• _Goal of the exercise_: Will you write out the data exactly, excluding every picture?
++++ Dataset extract
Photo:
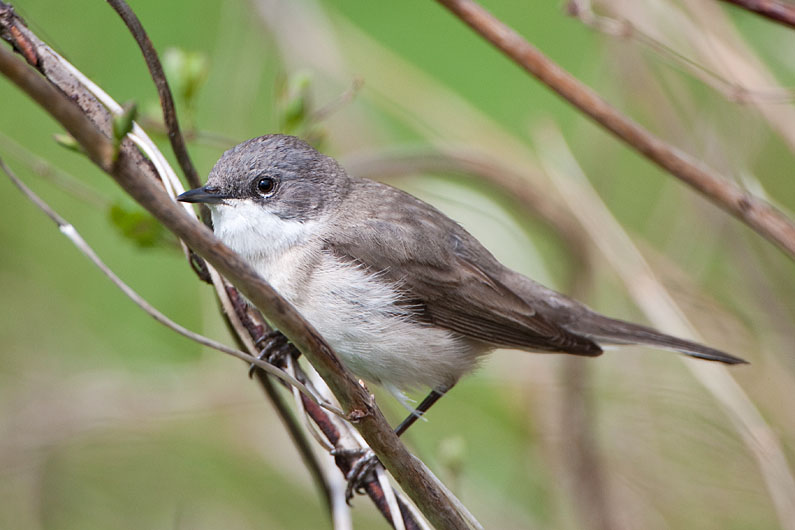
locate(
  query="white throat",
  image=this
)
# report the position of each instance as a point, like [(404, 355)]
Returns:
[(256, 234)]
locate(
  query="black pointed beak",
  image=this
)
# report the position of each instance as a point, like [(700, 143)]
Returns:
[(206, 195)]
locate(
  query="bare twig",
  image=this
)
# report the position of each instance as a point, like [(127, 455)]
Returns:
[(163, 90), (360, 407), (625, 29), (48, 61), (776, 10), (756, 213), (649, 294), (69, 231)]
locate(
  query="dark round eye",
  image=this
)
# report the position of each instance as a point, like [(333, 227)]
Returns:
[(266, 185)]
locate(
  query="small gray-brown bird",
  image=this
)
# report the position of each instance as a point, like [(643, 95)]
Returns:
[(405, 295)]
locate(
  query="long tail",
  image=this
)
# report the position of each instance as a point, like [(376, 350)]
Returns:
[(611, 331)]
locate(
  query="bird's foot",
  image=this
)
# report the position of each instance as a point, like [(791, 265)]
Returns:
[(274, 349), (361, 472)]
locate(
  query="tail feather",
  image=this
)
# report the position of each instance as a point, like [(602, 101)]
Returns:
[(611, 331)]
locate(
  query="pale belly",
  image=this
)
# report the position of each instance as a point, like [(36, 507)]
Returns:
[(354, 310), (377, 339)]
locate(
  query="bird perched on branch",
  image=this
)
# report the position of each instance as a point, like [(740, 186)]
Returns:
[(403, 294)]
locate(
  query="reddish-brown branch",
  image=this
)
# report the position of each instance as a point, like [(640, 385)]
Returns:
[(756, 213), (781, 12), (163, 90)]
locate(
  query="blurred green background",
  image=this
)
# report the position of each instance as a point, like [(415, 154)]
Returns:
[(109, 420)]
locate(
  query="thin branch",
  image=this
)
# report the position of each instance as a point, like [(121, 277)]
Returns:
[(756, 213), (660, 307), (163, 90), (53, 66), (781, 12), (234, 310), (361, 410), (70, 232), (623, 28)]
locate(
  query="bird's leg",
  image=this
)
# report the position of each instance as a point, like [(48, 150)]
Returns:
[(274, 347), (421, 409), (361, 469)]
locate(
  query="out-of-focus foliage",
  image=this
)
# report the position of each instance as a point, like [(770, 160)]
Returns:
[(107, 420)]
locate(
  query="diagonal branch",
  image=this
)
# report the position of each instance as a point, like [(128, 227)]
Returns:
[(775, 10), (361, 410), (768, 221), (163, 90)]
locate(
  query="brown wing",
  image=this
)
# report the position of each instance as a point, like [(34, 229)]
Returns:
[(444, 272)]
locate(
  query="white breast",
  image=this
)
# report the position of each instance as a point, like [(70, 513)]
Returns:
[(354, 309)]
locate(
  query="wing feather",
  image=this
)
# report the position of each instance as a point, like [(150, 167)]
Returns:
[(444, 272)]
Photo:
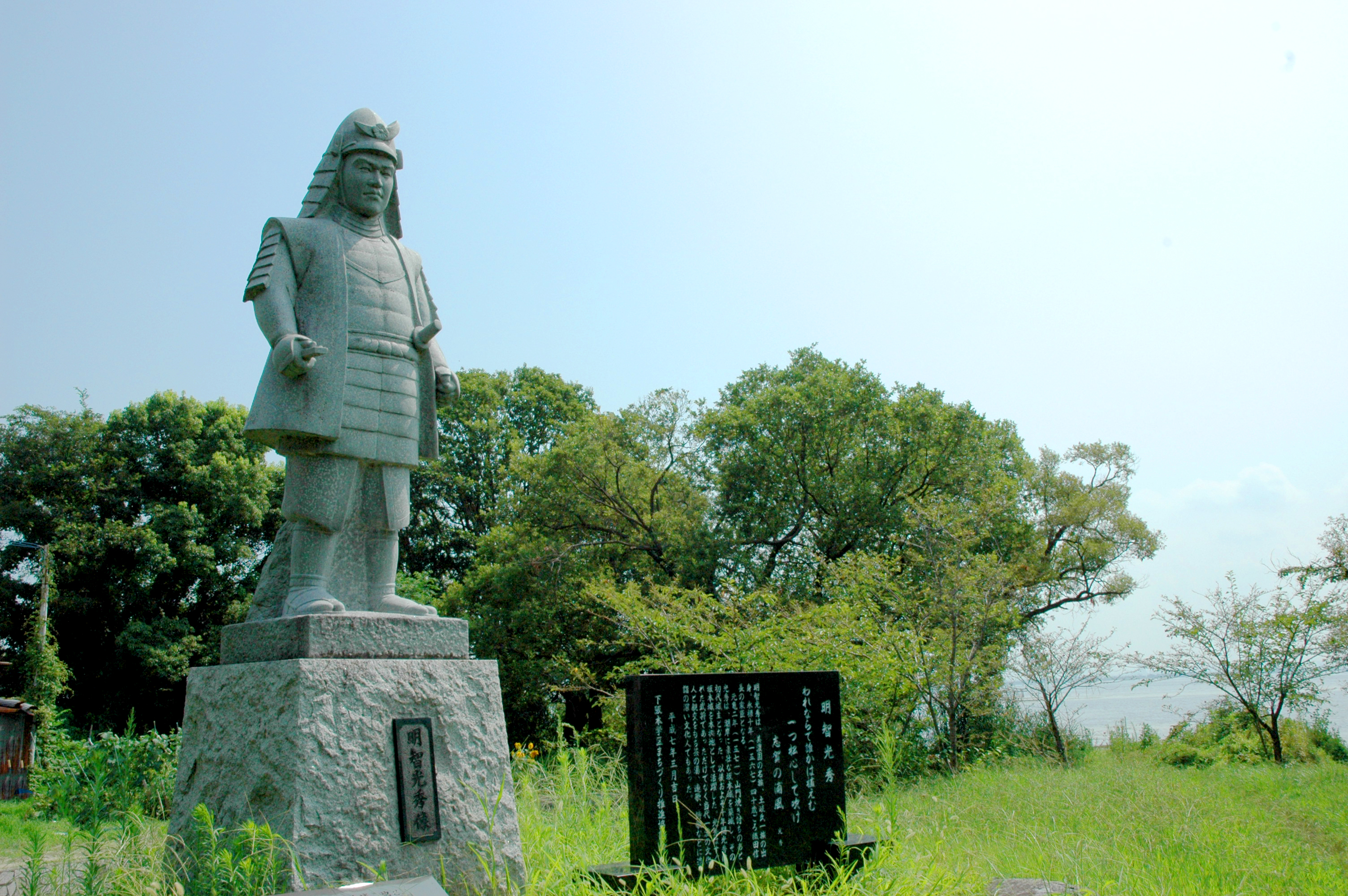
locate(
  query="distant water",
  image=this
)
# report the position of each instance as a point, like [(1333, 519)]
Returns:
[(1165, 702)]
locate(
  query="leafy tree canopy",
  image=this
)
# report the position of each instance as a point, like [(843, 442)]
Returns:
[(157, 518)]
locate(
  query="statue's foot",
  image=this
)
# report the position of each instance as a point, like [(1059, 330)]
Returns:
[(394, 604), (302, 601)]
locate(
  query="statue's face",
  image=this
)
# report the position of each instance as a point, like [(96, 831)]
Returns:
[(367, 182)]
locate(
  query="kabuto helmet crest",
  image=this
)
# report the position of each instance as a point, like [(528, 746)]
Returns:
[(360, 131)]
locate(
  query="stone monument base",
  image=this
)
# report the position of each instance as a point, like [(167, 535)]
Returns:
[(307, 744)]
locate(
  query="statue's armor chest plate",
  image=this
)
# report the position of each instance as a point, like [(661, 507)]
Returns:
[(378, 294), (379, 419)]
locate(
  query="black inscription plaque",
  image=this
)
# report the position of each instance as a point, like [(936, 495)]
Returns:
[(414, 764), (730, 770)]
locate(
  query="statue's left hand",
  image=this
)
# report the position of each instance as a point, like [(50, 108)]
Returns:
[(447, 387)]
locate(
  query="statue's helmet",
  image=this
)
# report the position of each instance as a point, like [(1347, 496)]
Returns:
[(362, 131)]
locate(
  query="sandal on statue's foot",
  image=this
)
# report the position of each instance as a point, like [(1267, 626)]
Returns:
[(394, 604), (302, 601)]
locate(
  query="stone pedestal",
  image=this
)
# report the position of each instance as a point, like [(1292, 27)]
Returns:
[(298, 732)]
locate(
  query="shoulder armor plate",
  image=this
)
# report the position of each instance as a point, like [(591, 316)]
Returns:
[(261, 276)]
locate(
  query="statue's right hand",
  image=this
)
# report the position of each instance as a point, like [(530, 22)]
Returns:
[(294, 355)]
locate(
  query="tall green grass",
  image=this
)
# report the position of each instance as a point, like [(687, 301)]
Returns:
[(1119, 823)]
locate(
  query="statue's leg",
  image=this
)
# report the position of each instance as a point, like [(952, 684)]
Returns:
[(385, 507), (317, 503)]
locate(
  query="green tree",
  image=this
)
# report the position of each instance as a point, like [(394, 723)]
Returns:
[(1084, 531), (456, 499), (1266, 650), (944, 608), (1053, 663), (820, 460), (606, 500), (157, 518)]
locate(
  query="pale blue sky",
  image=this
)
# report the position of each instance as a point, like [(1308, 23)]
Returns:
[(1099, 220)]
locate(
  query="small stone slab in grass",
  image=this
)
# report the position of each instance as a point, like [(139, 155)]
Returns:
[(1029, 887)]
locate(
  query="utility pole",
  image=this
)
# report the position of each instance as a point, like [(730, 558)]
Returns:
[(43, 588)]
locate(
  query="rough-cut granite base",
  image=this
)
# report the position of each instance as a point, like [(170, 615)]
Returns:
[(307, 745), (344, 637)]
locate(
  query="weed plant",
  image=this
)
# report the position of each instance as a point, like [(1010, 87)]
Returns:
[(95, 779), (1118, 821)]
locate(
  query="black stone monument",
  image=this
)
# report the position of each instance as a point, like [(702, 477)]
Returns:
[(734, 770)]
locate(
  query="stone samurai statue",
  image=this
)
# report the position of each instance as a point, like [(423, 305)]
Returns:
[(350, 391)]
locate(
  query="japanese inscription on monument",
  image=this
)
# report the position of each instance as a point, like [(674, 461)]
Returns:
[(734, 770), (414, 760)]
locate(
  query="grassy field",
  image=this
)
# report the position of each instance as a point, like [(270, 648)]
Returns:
++++++++
• _Reply to the task_:
Photo:
locate(
  query="white throat",
  image=this
)
# report the position of each instance as a point, like [(404, 355)]
Returns:
[(256, 234)]
locate(
  query="black pointed beak",
  image=this
)
# report the position of each instance as a point, like [(700, 143)]
Returns:
[(206, 195)]
locate(
  query="bare twig",
  image=this
)
# report the position of each instance as a point, like [(127, 455)]
Returns:
[(163, 90), (360, 407), (625, 29), (48, 61), (776, 10), (756, 213), (649, 294), (69, 231)]
locate(
  query="dark round eye",
  image=this
)
# report the position of each instance as a point, like [(333, 227)]
Returns:
[(266, 185)]
locate(
  query="small gray-brown bird",
  image=this
)
# report the position of each instance as a point, like [(643, 95)]
Returns:
[(405, 295)]
locate(
  query="long tail",
  image=this
)
# report the position of each instance as a point, like [(376, 350)]
Returns:
[(611, 331)]
locate(
  query="bird's foot",
  image=this
)
# report the position of each instance as a point, like [(791, 265)]
Returns:
[(274, 349), (361, 472)]
locate(
  query="tail feather",
  image=this
)
# report the position of each instance as a point, like [(602, 101)]
Returns:
[(611, 331)]
locate(
  query="pale belly",
  image=this
)
# report the position of each instance as a point, like [(36, 507)]
Returns:
[(354, 310), (377, 339)]
locate(
  query="bird perched on branch",
  image=this
)
# report the position of each instance as a point, like [(740, 186)]
Returns:
[(403, 294)]
locate(
  query="reddish-brown branch",
  image=this
)
# report the position of each instance as a point, like [(640, 385)]
Returns:
[(756, 213), (781, 12), (163, 90)]
locate(
  query="blurred green background",
  image=this
)
# report the position of each instance as a point, like [(415, 154)]
Returns:
[(109, 420)]
locate(
  query="thin branch",
  image=this
)
# report the position of each instance as a point, like [(121, 277)]
Returns:
[(756, 213), (660, 307), (163, 90), (53, 66), (781, 12), (234, 310), (361, 410), (70, 232), (623, 28)]
locate(
  query="bird's leg",
  image=this
)
# report the position of each instance as a point, like [(48, 150)]
Returns:
[(274, 347), (421, 409), (361, 469)]
locate(
  query="out-of-focus foliage",
  image=this
)
# report the position of each instance as a point, like [(770, 160)]
Returns:
[(107, 420)]
locate(
  query="diagonal branch",
  image=this
)
# report the position of each instance as a point, like [(128, 227)]
Returns:
[(775, 10), (361, 410), (768, 221), (163, 90)]
locate(
  query="brown wing",
  image=this
)
# report the position of each instance as a point, like [(34, 229)]
Returns:
[(444, 272)]
locate(
  query="white breast",
  image=this
)
# report the position of each instance as a point, like [(70, 513)]
Returns:
[(354, 309)]
locate(
  query="wing feather",
  image=this
)
# report the position of each instance as a point, like [(150, 167)]
Returns:
[(444, 272)]
Photo:
locate(
  query="distant water",
  image=this
)
# report the position of each instance as a point, like [(1333, 519)]
Returns:
[(1165, 702)]
locate(
  query="leafy tree canopy",
  image=this
)
# report the position of each instance as a point, like [(843, 442)]
Returns:
[(157, 518)]
locate(
  query="statue's foot",
  image=this
)
# report the position of each instance as a point, like [(1059, 330)]
Returns:
[(394, 604), (302, 601)]
locate(
  query="statue's face",
  image=this
)
# report the position of each instance as a point, like [(96, 831)]
Returns:
[(367, 182)]
locate(
  query="kabuto helmet crest",
  image=this
)
# report the position of each instance as a point, like [(528, 746)]
Returns:
[(360, 131)]
locate(
  query="stone monument base",
  image=this
)
# report the position of each instance as a point, like [(167, 535)]
Returns:
[(307, 744)]
locate(
  query="statue's armor chest plate",
  image=this
)
# report the position of each instance as a point, like [(661, 507)]
Returns:
[(378, 294), (379, 419)]
locate(
  query="black inscription plaque",
  image=this
)
# report the position of each instance as a point, like [(936, 495)]
Returns:
[(414, 764), (730, 770)]
locate(
  query="statue's left hand",
  image=this
)
# report the position of each instance as a point, like [(50, 108)]
Returns:
[(447, 387)]
locate(
  query="statue's helmet",
  image=this
)
# report the position of each instance as a point, like [(1347, 496)]
Returns:
[(362, 131)]
locate(
  query="sandal on statue's foot",
  image=this
)
# report the position of each instance as a point, like [(1267, 626)]
Returns:
[(394, 604), (302, 601)]
locate(
  query="stone pedestal",
  image=this
)
# report the position of each instance as a point, like [(1292, 27)]
Returns:
[(298, 732)]
locate(
  query="shoulder armor plate",
  image=this
)
# report the position of each instance as a point, like [(591, 316)]
Returns:
[(261, 276)]
locate(
  query="statue's right hand",
  image=this
)
# report the position of each instance as a point, like [(530, 22)]
Returns:
[(294, 355)]
locate(
  query="tall green grass",
  image=this
)
# report the position of each instance as a point, like [(687, 301)]
Returns:
[(1119, 823)]
locate(
  query="statue's leg",
  image=this
)
# report the position of each instance as a point, like [(952, 684)]
Returns:
[(385, 507), (317, 503)]
locate(
  query="green tree",
  image=this
)
# report the position of each instance as a point, like [(394, 723)]
Returns:
[(1084, 531), (456, 499), (1266, 650), (944, 608), (1053, 663), (820, 460), (606, 500), (157, 518)]
locate(
  query="pale blue sky",
  image=this
)
# report the position of each instance as a point, like [(1308, 23)]
Returns:
[(1099, 220)]
locate(
  query="small stone slab in grass",
  image=this
)
# report the position of each instance as a point, like [(139, 155)]
Returns:
[(1029, 887)]
locate(
  query="utility pole",
  image=this
)
# report the position of each instance as a point, like [(730, 558)]
Returns:
[(43, 588)]
locate(
  query="rough-cut granite base",
  image=this
)
# report the position of each instance as a point, like [(170, 615)]
Returns:
[(307, 745), (344, 637)]
locate(
  query="weed plant",
  image=this
)
# report the position of each instance as a point, like [(1010, 87)]
Returns:
[(95, 779), (1118, 821)]
locate(
  query="black stone monument",
  image=this
)
# report the position of each instance as a point, like [(702, 477)]
Returns:
[(734, 770)]
locate(
  query="stone samurai statue",
  image=this
)
# report the position of each instance as a point, like [(423, 305)]
Returns:
[(350, 391)]
locate(
  query="japanese inscription on monument",
  image=this
)
# report the position of each instance as a point, like [(674, 461)]
Returns:
[(734, 770), (414, 760)]
locate(
  query="grassy field",
  image=this
)
# report the position of each instance as a point, like [(270, 648)]
Returns:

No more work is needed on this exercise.